_PROBLEM_: Copy each of the records below word for word, without changing anything.

_SUPPLIED ENTRIES_:
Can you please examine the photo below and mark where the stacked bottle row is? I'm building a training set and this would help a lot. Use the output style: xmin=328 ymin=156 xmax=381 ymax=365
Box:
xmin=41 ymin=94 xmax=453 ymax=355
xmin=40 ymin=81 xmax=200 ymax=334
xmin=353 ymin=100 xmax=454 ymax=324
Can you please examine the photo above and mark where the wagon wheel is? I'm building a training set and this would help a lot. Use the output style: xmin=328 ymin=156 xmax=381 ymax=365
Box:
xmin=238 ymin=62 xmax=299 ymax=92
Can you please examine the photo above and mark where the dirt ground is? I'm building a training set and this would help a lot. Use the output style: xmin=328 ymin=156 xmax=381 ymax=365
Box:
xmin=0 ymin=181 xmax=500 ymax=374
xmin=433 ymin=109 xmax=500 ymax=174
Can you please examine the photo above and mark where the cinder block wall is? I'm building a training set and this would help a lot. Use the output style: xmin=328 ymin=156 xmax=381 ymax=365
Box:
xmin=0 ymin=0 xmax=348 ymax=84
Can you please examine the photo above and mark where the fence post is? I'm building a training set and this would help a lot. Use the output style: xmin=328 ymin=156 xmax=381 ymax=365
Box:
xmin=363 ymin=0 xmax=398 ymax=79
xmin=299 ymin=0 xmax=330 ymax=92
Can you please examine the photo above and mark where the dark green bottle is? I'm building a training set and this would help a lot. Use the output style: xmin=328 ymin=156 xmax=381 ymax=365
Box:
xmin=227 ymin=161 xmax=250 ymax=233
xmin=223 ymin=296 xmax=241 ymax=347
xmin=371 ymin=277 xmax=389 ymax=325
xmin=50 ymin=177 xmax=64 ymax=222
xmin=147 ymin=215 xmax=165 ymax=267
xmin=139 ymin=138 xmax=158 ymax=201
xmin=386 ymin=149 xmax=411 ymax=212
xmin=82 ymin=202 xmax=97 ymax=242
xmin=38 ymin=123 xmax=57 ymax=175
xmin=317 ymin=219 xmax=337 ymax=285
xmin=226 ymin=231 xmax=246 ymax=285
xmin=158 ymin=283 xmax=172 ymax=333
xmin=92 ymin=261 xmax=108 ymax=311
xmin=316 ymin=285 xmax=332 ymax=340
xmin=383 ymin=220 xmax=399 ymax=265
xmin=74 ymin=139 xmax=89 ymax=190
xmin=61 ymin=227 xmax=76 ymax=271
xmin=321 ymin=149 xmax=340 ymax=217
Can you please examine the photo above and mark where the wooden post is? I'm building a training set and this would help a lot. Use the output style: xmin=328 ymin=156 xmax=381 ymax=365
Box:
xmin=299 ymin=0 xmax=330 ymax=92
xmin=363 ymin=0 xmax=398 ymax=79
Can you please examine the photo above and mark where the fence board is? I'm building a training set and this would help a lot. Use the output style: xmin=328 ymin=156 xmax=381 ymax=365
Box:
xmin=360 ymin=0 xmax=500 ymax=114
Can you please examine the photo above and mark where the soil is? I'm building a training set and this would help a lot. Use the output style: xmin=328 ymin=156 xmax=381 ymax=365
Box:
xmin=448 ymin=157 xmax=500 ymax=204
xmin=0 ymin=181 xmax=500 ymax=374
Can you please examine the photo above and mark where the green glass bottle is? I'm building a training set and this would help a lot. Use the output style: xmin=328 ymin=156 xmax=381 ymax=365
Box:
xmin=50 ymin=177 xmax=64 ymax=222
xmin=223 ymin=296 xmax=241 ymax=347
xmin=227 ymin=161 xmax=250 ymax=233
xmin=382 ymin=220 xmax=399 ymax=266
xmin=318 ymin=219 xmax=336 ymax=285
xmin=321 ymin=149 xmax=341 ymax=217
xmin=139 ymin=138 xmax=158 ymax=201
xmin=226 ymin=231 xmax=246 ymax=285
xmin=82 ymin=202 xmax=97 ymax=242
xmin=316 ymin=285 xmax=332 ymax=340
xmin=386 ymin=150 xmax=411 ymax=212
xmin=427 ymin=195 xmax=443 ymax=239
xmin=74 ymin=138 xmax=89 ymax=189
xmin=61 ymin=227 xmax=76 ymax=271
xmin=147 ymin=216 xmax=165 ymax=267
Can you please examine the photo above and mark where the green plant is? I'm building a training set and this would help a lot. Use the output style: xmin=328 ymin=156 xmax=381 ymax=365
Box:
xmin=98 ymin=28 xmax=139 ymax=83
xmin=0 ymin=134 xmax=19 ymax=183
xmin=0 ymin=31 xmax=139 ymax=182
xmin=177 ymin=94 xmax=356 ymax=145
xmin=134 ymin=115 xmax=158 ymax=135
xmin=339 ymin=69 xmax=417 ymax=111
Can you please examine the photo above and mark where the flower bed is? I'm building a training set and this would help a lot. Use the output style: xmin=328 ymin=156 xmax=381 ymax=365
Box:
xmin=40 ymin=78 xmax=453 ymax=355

_COMPLETED EXERCISE_:
Can you please examine the photo below and mark where the stacked bottle row is? I'm building a training set and this would help a lot. Use the output style: xmin=328 ymin=156 xmax=381 ymax=365
Box:
xmin=41 ymin=94 xmax=453 ymax=355
xmin=40 ymin=81 xmax=200 ymax=334
xmin=353 ymin=100 xmax=454 ymax=324
Can you please examine the photo above and mark where the wagon wheel is? I'm building a training set and this would help a lot. Use the output style: xmin=328 ymin=156 xmax=381 ymax=365
Box:
xmin=238 ymin=62 xmax=299 ymax=92
Can you please examine the photo above and mark where the dirt ground is? I'm building a training set and this would help a lot. Use the output style: xmin=328 ymin=156 xmax=381 ymax=365
Box:
xmin=0 ymin=181 xmax=500 ymax=374
xmin=433 ymin=109 xmax=500 ymax=174
Can you please examine the photo above and mark where the cinder block wall is? I'm building a training set and this would help a lot. Use the output style: xmin=328 ymin=156 xmax=381 ymax=365
Box:
xmin=0 ymin=0 xmax=348 ymax=84
Can you please examine the photo above and mark where the fence post is? I'm building a training set and this would help a lot. Use the output style: xmin=328 ymin=156 xmax=381 ymax=365
Box:
xmin=363 ymin=0 xmax=398 ymax=79
xmin=299 ymin=0 xmax=330 ymax=92
Can you please examine the photo above and mark where the dark green bottle is? I'm building a training set and this would help a lot. Use the output style: xmin=328 ymin=156 xmax=381 ymax=365
Box:
xmin=227 ymin=161 xmax=250 ymax=233
xmin=223 ymin=296 xmax=241 ymax=347
xmin=371 ymin=277 xmax=389 ymax=325
xmin=50 ymin=177 xmax=64 ymax=222
xmin=147 ymin=215 xmax=165 ymax=267
xmin=139 ymin=138 xmax=158 ymax=201
xmin=386 ymin=149 xmax=411 ymax=212
xmin=82 ymin=202 xmax=97 ymax=242
xmin=38 ymin=123 xmax=57 ymax=175
xmin=317 ymin=219 xmax=337 ymax=285
xmin=226 ymin=231 xmax=246 ymax=285
xmin=158 ymin=283 xmax=172 ymax=333
xmin=92 ymin=261 xmax=108 ymax=311
xmin=316 ymin=285 xmax=332 ymax=340
xmin=383 ymin=220 xmax=399 ymax=265
xmin=74 ymin=139 xmax=89 ymax=190
xmin=61 ymin=227 xmax=76 ymax=271
xmin=321 ymin=149 xmax=340 ymax=217
Can you please examine the photo above and mark where the wooden post is? I'm building a training set and this would help a lot. Use the output style: xmin=328 ymin=156 xmax=381 ymax=365
Box:
xmin=299 ymin=0 xmax=330 ymax=92
xmin=363 ymin=0 xmax=398 ymax=79
Can you please examine the photo above and mark where the fence board is? I'm building a training set and this would help a lot. Use the output style: xmin=328 ymin=156 xmax=381 ymax=365
Box:
xmin=360 ymin=0 xmax=500 ymax=114
Can you please examine the photo above and mark where the soil is? I'm building a training set and this would help a lot. Use the output style: xmin=328 ymin=156 xmax=381 ymax=365
Box:
xmin=448 ymin=157 xmax=500 ymax=204
xmin=0 ymin=181 xmax=500 ymax=374
Can you please examine the photo above and mark where the green glass bottle is? I'm building a training set and this would help a lot. Use the output style: xmin=328 ymin=156 xmax=381 ymax=365
Box:
xmin=50 ymin=177 xmax=64 ymax=222
xmin=223 ymin=296 xmax=241 ymax=347
xmin=227 ymin=161 xmax=250 ymax=233
xmin=382 ymin=220 xmax=399 ymax=266
xmin=318 ymin=219 xmax=336 ymax=285
xmin=321 ymin=149 xmax=341 ymax=217
xmin=139 ymin=138 xmax=158 ymax=201
xmin=226 ymin=231 xmax=246 ymax=285
xmin=82 ymin=202 xmax=97 ymax=242
xmin=316 ymin=285 xmax=332 ymax=340
xmin=386 ymin=150 xmax=411 ymax=212
xmin=427 ymin=195 xmax=443 ymax=239
xmin=74 ymin=138 xmax=89 ymax=189
xmin=61 ymin=227 xmax=76 ymax=271
xmin=147 ymin=216 xmax=165 ymax=267
Can you please examine the photo above and mark where the green plant is? I'm building a training set and this would help a lot. Use the output style: xmin=328 ymin=156 xmax=381 ymax=365
Box:
xmin=98 ymin=28 xmax=139 ymax=83
xmin=0 ymin=134 xmax=19 ymax=183
xmin=0 ymin=31 xmax=139 ymax=182
xmin=177 ymin=94 xmax=356 ymax=145
xmin=134 ymin=115 xmax=158 ymax=135
xmin=339 ymin=69 xmax=417 ymax=111
Can you please examine the photo above and mark where the flower bed is? I'm building a training set and this would help a lot. Use the output style: xmin=328 ymin=156 xmax=381 ymax=365
Box:
xmin=40 ymin=78 xmax=453 ymax=355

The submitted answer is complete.